• [Work instructions]
The answer must be an exact copy of the lines from the one holding "on dress in the image above." through the final line of the entries, and nothing else.

• [Data section]

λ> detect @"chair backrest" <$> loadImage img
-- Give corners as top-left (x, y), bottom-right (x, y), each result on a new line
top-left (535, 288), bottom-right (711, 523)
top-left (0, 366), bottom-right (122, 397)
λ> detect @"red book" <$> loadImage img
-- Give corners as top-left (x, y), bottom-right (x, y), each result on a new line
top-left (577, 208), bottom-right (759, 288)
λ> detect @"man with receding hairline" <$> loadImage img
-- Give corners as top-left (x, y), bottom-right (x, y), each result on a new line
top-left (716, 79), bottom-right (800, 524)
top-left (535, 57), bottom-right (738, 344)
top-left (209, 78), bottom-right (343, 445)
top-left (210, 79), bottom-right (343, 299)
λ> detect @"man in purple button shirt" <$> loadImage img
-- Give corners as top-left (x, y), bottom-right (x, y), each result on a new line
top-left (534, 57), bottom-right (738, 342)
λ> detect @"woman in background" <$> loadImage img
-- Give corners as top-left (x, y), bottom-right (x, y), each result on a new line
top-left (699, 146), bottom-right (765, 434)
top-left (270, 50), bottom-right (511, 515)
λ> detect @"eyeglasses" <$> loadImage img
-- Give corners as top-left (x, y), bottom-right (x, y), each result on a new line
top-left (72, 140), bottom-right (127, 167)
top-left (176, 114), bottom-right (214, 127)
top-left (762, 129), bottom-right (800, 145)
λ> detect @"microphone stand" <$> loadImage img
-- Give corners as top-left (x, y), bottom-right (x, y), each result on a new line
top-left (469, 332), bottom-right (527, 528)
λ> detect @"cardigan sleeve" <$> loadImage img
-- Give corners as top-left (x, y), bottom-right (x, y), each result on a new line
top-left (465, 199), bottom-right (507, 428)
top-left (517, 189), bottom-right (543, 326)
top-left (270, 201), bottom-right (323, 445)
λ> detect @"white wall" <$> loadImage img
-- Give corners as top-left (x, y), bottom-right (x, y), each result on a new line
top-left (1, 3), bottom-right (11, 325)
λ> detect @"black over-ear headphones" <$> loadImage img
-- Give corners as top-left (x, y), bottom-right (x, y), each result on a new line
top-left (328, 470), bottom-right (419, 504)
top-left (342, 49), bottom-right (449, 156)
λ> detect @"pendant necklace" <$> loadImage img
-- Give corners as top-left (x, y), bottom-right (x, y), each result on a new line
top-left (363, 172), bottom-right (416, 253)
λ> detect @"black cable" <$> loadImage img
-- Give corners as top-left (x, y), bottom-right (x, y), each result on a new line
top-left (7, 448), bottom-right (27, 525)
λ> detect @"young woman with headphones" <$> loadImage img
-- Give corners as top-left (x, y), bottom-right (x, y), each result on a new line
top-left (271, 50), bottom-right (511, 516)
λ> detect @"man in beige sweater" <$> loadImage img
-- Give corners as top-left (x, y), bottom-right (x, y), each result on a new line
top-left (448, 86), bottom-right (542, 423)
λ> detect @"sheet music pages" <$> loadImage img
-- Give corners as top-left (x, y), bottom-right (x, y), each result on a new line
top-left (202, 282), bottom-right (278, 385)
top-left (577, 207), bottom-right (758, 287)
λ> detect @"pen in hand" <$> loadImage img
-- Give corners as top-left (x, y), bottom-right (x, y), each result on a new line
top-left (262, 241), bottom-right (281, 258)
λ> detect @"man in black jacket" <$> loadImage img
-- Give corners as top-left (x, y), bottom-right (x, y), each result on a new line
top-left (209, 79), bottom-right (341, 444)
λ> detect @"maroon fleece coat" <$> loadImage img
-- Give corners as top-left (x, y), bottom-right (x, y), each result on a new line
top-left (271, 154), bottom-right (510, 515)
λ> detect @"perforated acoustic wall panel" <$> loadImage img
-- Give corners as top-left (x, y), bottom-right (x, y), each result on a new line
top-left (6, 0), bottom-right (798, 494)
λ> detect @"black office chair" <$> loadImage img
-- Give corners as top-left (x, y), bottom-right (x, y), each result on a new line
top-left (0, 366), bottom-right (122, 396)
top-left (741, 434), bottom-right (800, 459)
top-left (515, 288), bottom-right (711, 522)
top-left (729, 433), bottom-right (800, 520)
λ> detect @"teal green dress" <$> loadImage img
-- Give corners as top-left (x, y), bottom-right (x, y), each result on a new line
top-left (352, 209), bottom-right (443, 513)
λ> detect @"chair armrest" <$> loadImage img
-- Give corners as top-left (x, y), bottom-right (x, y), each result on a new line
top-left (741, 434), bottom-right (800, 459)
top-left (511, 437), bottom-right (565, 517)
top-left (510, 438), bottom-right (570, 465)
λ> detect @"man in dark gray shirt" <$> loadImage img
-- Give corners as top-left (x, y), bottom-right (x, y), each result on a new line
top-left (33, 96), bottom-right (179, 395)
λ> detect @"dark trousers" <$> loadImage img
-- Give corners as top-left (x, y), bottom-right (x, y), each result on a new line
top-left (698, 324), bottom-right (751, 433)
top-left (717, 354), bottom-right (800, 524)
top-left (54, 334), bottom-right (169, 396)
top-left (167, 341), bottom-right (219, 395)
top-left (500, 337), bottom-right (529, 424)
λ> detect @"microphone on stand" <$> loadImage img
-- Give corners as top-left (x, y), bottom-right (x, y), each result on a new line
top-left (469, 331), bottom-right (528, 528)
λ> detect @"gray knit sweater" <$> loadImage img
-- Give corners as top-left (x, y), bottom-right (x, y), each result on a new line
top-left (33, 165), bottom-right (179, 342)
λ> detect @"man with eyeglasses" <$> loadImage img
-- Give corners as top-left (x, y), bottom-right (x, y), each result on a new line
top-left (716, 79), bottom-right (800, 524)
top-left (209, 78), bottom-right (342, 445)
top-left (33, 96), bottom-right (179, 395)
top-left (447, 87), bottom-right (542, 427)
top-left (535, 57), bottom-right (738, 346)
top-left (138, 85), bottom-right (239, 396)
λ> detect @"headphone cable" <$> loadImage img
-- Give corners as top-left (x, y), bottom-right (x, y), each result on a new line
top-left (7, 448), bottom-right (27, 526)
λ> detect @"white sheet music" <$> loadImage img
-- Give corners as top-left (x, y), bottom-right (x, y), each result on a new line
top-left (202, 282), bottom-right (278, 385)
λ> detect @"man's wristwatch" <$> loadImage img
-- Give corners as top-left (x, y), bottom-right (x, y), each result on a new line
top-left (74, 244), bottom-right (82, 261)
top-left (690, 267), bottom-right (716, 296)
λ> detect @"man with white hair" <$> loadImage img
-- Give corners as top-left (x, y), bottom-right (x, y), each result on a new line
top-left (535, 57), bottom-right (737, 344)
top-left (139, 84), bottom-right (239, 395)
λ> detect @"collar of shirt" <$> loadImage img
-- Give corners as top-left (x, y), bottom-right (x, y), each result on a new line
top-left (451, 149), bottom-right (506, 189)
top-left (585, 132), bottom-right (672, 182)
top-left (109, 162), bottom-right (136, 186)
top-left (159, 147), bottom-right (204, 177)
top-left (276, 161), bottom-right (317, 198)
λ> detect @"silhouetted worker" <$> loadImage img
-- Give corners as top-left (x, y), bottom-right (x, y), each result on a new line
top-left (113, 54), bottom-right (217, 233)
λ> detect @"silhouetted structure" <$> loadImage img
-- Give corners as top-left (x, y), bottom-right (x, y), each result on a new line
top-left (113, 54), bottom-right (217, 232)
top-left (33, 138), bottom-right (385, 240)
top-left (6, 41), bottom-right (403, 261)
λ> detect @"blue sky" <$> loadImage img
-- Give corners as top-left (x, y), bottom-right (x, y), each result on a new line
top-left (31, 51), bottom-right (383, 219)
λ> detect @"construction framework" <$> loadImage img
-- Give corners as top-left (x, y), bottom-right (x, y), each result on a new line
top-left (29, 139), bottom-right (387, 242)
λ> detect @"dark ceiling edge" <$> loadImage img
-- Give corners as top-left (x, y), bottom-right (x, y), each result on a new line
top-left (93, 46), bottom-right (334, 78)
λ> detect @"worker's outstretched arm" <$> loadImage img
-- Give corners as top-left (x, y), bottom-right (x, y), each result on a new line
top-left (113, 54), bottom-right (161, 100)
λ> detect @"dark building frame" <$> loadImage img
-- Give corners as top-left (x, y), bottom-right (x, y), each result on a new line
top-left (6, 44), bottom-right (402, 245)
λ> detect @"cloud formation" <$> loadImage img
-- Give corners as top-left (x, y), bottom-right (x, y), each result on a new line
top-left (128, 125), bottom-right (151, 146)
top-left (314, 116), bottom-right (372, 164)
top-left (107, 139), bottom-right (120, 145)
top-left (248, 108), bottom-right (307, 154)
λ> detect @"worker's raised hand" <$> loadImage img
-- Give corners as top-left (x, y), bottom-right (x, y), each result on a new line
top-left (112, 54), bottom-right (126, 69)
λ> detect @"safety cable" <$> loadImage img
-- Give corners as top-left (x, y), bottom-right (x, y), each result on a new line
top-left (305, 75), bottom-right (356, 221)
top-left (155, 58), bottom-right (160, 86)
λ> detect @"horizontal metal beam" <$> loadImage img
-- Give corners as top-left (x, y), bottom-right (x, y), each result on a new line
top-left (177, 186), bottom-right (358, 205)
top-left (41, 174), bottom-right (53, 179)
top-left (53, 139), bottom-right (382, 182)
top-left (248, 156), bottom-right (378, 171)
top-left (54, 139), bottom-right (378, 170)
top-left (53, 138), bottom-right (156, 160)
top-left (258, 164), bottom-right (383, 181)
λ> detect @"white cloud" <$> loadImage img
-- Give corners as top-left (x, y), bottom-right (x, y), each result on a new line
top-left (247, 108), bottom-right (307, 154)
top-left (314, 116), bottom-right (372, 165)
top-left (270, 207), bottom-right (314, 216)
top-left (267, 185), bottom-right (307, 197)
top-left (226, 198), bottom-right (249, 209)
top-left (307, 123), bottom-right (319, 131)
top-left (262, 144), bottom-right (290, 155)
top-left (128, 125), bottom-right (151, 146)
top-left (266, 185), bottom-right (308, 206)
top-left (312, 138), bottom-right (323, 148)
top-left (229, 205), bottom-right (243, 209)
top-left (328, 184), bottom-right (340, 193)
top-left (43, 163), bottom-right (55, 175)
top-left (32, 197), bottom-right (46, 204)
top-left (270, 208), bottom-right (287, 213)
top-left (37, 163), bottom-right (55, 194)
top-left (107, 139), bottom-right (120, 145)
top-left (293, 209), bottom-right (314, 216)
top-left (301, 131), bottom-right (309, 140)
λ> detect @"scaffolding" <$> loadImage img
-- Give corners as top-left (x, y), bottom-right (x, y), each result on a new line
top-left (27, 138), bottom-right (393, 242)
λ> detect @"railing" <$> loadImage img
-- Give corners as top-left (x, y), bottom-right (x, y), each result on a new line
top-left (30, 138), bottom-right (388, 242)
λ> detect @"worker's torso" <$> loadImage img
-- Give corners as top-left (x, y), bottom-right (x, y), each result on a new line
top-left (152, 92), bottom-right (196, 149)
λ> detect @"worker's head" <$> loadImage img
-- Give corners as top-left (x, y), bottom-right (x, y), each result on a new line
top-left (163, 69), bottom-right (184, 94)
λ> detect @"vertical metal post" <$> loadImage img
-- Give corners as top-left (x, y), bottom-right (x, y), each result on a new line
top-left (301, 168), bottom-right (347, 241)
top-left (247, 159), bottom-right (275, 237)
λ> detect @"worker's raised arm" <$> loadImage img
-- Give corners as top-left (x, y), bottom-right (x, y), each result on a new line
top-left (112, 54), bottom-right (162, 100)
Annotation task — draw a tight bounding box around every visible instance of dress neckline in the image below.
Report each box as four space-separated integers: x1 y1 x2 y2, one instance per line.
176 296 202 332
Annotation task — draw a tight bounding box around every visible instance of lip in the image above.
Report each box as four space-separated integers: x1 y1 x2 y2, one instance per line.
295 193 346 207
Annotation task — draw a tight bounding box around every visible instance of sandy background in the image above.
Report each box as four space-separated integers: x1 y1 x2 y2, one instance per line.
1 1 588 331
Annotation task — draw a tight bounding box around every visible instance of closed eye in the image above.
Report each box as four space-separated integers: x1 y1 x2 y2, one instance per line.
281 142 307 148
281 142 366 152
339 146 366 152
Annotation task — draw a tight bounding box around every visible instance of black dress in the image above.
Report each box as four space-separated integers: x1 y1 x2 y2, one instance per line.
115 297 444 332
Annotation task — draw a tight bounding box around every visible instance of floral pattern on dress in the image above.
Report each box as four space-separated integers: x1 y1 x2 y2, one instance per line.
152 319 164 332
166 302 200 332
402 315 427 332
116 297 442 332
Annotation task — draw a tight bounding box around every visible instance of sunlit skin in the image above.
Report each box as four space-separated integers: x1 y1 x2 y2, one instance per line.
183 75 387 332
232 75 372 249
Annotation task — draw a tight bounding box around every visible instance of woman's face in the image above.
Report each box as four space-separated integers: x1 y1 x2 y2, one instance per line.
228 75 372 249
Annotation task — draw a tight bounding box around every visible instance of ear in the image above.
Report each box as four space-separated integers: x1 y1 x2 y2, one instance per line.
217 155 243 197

• [Solved problem]
Annotation task — draw a tight bounding box around every visible instance of floral pattern on dress in the image above.
Report each box as four space-separated integers: x1 y1 x2 y2, one instance per line.
152 319 164 332
166 302 200 332
402 315 427 332
116 297 442 332
Annotation task — draw a tight bounding box around every visible instance of sunlit skin in the image above.
Report each box as four space-separated integers: x1 y1 x2 y2, one instance per line.
183 75 387 332
232 75 372 249
Annotation task — draw a tight bounding box around every visible instance of woman's face in the image above.
Report each box as four space-separated integers: x1 y1 x2 y2, one instance per line.
228 75 372 249
Annotation task — draw a tight bounding box around every visible instance of ear in the image above.
Report each box as four space-separated integers: x1 y1 x2 y2, one instance per line.
217 155 243 197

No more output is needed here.